**WHAT TO WORK ON**.
A – In the mailing-list thread about very large logfiles, how much RAM does the box running the log analysis have?
B – Resume the mailing-list thread about very large logfiles, picking up right after its last sentence.

**TEXT EXTRACT**.
[analog-help] Very large logfiles

2004-04-27 Thread analog-help
I apologize if this shows up on list twice. I posted to the
newsgroup yesterday, but it never posted. 

First of all I'd like to say that Analog is the fastest log
analysis software I have ever seen. On a fast intel it chews through our
~12M lines of apache logs in about 2 minutes. Great software :)

Now for my problem. We process ~3GB of logs daily for our main
domain. The management likes to see cumulative numbers from day to day.
So, what I'm doing is processing the log files and making a computer
output file for Report Magic, as well as a cachefile. Then the next day,
when my scripts run, they move the CACHEOUTFILE from the day before to
the CACHEFILE filename, and proless the logfiles and the CACHEFILE 
together to create a cumulative report. 

The box I'm doing this on has 4GB of ram, but it's still using
it all and blowing out with a Ran out of memory error. I read the 
docs on cachefiles and low memory usage, but even with HOSTLOWMEM 3 
and a FILEALIAS for our commonly accessed filenames, I'm still running 
out of memory after about 2 days worth of data. 

Am I doing something wrong? I see people that have over a years
worth of data in their reports, but at this rate, I'll not be able to
get a week. Can anyone offer some advice?

Sam
+
|  TO UNSUBSCRIBE from this list:
|http://lists.isite.net/listgate/analog-help/unsubscribe.html
|
|  Digest version: http://lists.isite.net/listgate/analog-help-digest/
|  Usenet version: news://news.gmane.org/gmane.comp.web.analog.general
|  List archives:  http://www.analog.cx/docs/mailing.html#listarchives
+


Re: [analog-help] Very large logfiles

2004-04-27 Thread analog-help
-BEGIN PGP SIGNED MESSAGE-
Hash: SHA1

Hi-
This is just a stab in the dark, but do you have the referrer report 
turned on? That will use up a lot of memory.
- --Quentin
-BEGIN PGP SIGNATURE-
Version: GnuPG v1.2.3 (GNU/Linux)

iD8DBQFAjpD11ePQTjeBqRARAv59AKDVPBHW+/N2QefKfepD6iEuAZzGbgCfcMQJ
/yivVDlfnTMl+KjfCxFXiJk=
=P56Y
-END PGP SIGNATURE-

+
|  TO UNSUBSCRIBE from this list:
|http://lists.isite.net/listgate/analog-help/unsubscribe.html
|
|  Digest version: http://lists.isite.net/listgate/analog-help-digest/
|  Usenet version: news://news.gmane.org/gmane.comp.web.analog.general
|  List archives:  http://www.analog.cx/docs/mailing.html#listarchives
+


Re: [analog-help] Very large logfiles

2004-04-27 Thread analog-help
Greetings, Sam.
One solution to dealing with large log files is to break down the  
report into multiple reports, using aggressive ALIAS and LOGFORMAT  
techniques.

(Extracted records)
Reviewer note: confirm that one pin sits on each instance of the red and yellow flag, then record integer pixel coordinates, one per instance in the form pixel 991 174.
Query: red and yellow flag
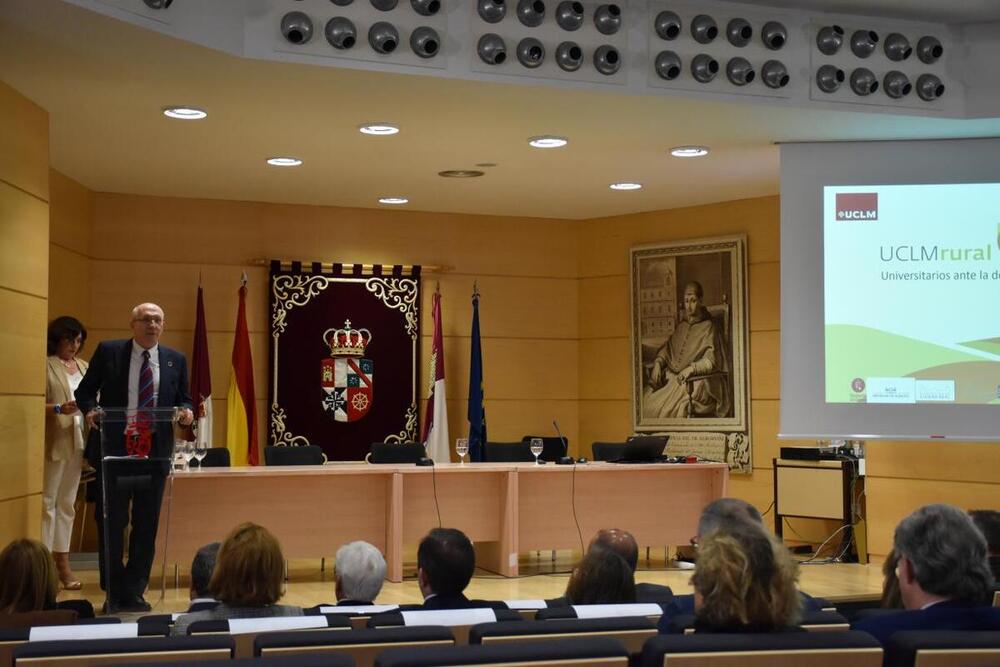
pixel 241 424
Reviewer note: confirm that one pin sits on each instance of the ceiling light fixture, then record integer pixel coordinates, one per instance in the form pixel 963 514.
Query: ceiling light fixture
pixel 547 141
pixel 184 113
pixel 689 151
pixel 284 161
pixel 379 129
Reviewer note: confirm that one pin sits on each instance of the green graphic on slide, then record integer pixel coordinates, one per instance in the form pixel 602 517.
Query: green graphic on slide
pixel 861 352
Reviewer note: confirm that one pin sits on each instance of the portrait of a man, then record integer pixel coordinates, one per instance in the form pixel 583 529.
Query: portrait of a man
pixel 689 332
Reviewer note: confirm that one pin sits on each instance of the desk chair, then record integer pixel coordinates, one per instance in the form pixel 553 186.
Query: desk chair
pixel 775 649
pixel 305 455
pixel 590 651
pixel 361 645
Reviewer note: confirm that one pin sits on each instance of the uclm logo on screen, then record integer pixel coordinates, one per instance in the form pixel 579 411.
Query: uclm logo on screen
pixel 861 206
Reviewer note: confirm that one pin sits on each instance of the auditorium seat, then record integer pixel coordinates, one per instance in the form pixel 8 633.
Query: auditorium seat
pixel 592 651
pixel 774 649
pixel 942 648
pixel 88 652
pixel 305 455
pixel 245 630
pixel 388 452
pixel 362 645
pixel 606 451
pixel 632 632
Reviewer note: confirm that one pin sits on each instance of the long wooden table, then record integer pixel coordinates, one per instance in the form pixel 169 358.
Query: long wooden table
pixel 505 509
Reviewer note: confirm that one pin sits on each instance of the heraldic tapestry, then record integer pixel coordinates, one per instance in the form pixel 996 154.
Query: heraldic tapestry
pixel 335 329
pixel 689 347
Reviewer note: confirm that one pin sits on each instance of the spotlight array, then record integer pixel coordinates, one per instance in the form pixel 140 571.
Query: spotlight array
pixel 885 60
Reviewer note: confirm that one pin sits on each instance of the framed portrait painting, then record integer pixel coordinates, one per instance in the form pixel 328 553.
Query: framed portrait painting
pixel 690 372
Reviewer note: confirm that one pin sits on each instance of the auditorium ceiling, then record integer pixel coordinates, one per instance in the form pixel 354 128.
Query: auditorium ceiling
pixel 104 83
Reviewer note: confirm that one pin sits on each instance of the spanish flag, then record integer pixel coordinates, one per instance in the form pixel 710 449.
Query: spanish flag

**RESPONSE LIST**.
A – 4GB

B –
On a custom system I set up, a suite of reports runs with the aid of a  
Perl helper program once per hour. On the raw traffic report, all page  
requests are aliased to the same filename, somepage.someformat, using  
FILEALIAS. A subsequent FILEINCLUDE command passes only that one  
filename and filters everything else. For that report, almost all the  
fields in the log file are defined as junk, using %j -- the only ones  
kept are the requested file %r and the time/date fields %d %M %Y %h %n.

The resulting cachefiles are quite small, and so are the demands upon  
the box doing the number crunching. 16 reports update in under a  
minute.  The first time I run a report, it takes a lot longer to crunch  
through all the logs, write all the cachefiles and complete the report,  
but that only has to happen once.  Each report contains far less than  
you get in a default analog config, but since the default config chokes  
when we feed it our giganto-logfiles, divide and conquer seems to be  
the best bet.

I recommend that you peep a cachefile and see what's taking up a lot of  
space.  If it's data you can't live without, break that bit out into a  
separate report, with its own set of cachefiles.

Cheers,
-- Marvin Humphrey
On Apr 27, 2004, at 8:51 AM, Samuel Kesterson wrote:
I apologize if this shows up on list twice. I posted to the
newsgroup yesterday, but it never posted.
	First of all I'd like to say that Analog is the fastest log
analysis software I have ever seen. On a fast intel it chews through  
our
~12M lines of apache logs in about 2 minutes. Great software :)

	Now for my problem. We process ~3GB of logs daily for our main
domain. The management likes to see cumulative numbers from day to day.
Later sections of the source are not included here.